→ Challenge
Copy out only the lines of material between the line containing "The client would like the metal ledge" and the line containing "[[617, 224, 692, 403]]", inclusive, with the requests included. Scale every coordinate in the answers by 0.9 and round each to a whole number, halves up, while leaving the numbers in the requests and their format samples as they are.

(Box-labeled dataset extracts)
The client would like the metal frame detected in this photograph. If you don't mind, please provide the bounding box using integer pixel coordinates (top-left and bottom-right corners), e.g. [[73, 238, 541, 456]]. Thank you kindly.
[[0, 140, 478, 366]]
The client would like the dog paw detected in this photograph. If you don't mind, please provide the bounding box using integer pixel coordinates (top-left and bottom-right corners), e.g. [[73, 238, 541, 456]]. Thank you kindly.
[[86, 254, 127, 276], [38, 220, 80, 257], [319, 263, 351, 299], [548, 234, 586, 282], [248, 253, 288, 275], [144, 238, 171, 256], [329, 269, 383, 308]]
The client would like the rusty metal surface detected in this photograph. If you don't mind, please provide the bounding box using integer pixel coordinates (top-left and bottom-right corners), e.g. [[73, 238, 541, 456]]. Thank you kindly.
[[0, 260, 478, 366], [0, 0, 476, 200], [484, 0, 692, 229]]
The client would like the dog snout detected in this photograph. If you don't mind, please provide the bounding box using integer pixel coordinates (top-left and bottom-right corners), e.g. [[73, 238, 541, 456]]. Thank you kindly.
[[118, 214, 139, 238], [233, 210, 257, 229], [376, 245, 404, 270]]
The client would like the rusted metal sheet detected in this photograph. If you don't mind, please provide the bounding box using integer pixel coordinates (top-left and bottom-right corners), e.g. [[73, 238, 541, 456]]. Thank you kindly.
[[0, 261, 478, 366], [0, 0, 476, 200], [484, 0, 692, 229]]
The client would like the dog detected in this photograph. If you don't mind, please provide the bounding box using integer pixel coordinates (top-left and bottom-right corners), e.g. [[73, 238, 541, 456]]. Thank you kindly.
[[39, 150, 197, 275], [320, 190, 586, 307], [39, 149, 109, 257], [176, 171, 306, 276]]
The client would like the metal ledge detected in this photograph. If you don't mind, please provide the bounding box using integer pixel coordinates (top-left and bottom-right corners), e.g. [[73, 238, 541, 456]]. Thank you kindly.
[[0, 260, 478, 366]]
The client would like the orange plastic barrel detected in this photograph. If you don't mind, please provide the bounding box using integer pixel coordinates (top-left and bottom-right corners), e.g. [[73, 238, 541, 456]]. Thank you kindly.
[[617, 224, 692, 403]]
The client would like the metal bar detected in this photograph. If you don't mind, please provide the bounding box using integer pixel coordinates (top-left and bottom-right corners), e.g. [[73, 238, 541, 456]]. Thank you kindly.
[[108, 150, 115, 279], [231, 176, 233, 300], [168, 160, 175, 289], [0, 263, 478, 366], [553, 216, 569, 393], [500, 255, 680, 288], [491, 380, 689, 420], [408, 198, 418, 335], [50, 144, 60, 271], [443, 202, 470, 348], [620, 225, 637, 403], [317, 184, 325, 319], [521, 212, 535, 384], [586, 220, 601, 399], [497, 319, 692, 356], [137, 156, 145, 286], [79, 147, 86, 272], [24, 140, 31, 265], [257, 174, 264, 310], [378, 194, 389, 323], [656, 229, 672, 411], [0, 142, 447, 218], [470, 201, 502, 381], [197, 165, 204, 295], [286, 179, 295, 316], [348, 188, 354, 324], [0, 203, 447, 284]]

→ Written solution
The client would like the metal ledge detected in this photograph. If you don't mind, please provide the bounding box using integer pixel coordinates (top-left and bottom-right corners), e.g. [[73, 238, 541, 456]]. Thank you kindly.
[[0, 234, 430, 329]]
The client would like the orange plastic barrel detected in this photograph. If you don't mind, please provide the bounding box using integer pixel coordinates (top-left and bottom-right corners), e.g. [[73, 238, 541, 456]]. Thank you kindly.
[[555, 202, 623, 363]]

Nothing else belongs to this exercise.